DOCUMENT PASSAGE:
****************

Gerry Brownlee has hit back at those criticising Paul Goldsmith over mistakes in National's alternative financial plan and defended his party's finance spokesperson.
"I think some of that conversation has just been completely outrageous, quite frankly," National's deputy leader told Magic Talk's Road to the Election host Mitch McCann on Sunday.
"He [Goldsmith] admitted there were different pots of money being treated in different ways, and what it comes down to is we're expected to do everything the way [Finance Minister] Grant Robertson says we should in order to get a similar balance to him."
Brownlee was referring to revelations last Sunday last Sunday National used figures from May's Budget instead of the updated Pre-Election Fiscal Update (PREFU) in calculating how much it would save from halting NZ Super Fund contributions, which resulted in a $4 billion fiscal hole.
Robertson on Saturday called on National leader Judith Collins to "stop avoiding the questions about her finance spokesperson".
He said New Zealand "cannot afford National and their mistake-riddled budget".
But Collins dismissed the fiscal hole as "entirely inconsequential", adding the mistake "meant very little" as the calculations were spread over 10 years.
Brownlee echoed those comments on Sunday.
"Remember that these calculations are out over a 10 year period," he said.
Brownlee said the situation has been a "massive beat up".
"I think a lot of journalists have just fallen right into the spell of Grant Robertson, who frankly has not been doing a good job - had not been doing a good job prior to 2019 and I think he's struggling a bit now. The last thing he wants to talk about is stimulating the economy by temporary tax relief."

****************

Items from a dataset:
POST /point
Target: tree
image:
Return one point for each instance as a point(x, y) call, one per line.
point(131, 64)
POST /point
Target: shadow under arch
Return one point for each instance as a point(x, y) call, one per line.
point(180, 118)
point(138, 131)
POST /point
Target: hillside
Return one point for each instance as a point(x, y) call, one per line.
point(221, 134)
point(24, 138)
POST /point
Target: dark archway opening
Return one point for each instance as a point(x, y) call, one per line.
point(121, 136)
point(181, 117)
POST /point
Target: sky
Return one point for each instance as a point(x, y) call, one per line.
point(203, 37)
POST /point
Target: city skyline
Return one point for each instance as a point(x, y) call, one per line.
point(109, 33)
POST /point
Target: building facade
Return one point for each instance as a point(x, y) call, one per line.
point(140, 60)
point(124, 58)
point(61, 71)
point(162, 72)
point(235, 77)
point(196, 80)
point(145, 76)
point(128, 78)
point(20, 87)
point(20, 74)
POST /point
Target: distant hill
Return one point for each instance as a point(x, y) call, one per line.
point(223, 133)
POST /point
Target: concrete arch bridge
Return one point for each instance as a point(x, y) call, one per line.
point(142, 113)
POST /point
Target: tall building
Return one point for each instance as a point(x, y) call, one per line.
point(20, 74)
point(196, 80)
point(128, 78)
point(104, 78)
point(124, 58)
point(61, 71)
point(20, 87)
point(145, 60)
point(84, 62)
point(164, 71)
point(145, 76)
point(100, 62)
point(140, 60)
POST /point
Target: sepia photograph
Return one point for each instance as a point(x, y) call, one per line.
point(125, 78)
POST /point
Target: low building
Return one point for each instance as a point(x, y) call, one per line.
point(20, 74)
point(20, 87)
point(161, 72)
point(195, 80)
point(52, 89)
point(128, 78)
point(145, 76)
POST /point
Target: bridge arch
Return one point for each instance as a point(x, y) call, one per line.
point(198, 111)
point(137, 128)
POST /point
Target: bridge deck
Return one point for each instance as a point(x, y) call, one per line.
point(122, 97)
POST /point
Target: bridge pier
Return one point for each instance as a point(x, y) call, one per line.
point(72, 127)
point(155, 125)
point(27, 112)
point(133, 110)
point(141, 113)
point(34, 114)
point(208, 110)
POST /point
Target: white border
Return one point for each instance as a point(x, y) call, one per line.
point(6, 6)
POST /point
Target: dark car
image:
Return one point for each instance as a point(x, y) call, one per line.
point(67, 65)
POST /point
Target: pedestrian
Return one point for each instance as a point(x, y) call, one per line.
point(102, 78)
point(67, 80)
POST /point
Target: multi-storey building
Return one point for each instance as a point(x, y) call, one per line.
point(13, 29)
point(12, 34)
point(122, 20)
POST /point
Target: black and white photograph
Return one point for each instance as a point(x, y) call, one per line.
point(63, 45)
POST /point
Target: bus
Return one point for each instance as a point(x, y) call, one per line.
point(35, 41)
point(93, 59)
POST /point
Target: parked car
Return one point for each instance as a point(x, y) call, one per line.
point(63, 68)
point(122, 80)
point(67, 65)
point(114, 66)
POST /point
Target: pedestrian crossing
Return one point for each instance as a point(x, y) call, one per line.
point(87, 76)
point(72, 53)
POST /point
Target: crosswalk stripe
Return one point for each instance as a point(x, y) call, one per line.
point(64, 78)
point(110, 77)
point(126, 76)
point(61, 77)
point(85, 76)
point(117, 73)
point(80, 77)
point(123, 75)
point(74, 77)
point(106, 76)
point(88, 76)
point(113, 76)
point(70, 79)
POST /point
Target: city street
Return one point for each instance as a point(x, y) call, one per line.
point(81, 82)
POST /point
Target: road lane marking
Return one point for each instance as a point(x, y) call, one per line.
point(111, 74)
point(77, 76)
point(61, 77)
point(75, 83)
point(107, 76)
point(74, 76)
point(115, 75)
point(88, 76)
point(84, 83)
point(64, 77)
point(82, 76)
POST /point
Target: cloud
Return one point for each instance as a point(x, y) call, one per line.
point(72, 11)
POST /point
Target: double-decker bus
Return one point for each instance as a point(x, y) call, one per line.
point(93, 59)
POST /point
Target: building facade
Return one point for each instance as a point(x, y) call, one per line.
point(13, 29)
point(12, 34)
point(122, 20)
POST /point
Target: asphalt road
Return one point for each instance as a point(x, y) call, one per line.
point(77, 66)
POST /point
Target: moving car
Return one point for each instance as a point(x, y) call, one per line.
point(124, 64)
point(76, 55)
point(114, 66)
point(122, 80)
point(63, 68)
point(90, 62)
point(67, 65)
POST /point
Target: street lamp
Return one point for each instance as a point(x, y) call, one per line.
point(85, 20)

****************

EXERCISES:
(a) Say whether each statement below agrees with the news article on Gerry Brownlee's defense of Paul Goldsmith, answering yes or no and quoting the deciding words of the article. (i) Brownlee made his remarks to Mitch McCann on Sunday. (ii) Collins described the fiscal hole as a serious matter. (iii) Brownlee said the calculations covered a five-year period.
(b) Answer these questions from the news article on Gerry Brownlee's defense of Paul Goldsmith.
(i) What position does Brownlee hold in National?
(ii) On what day did Robertson call on Collins to stop avoiding questions about her finance spokesperson?
(iii) What phrase did Brownlee use to describe the situation?
(c) Write the next part of the news article on Gerry Brownlee's defense of Paul Goldsmith, beginning after its final sentence.

EXERCISE RESPONSES:
(a)
(i) Yes: "told Magic Talk's Road to the Election host Mitch McCann on Sunday"
(ii) No: "Collins dismissed the fiscal hole as "entirely inconsequential""
(iii) No: "Remember that these calculations are out over a 10 year period"

(b)
(i) Deputy leader
(ii) Saturday
(iii) A "massive beat up"

(c)
That temporary tax relief is something National is promising if elected - people earning between $60,000 and $80,000 a year would get between $2500 and $3500. Lower-income earners would get far less - $560 to $900 if you're on $50,000.
Robertson said Goldsmith is "making mistakes about the mistakes he made in his Budget".
"These errors are ruining National's credibility," Robertson said.
He said it was a "shambles".
"Judith Collins needs to sort it out. She needs to tell Paul Goldsmith to rip up his Budget and start again."
National also made a similar mistake with its capital allowance - the money put aside to build things like schools and hospitals. This left National with another shortfall of $88 million.
And on Friday Goldsmith admitted he did not account for the loss of tax paid by the Super Fund - and despite that being worth near-on $2 billion, he insisted there's no hole.
National and economic fact-checkers the party used have given different versions of the alternative Budget, each with different figures.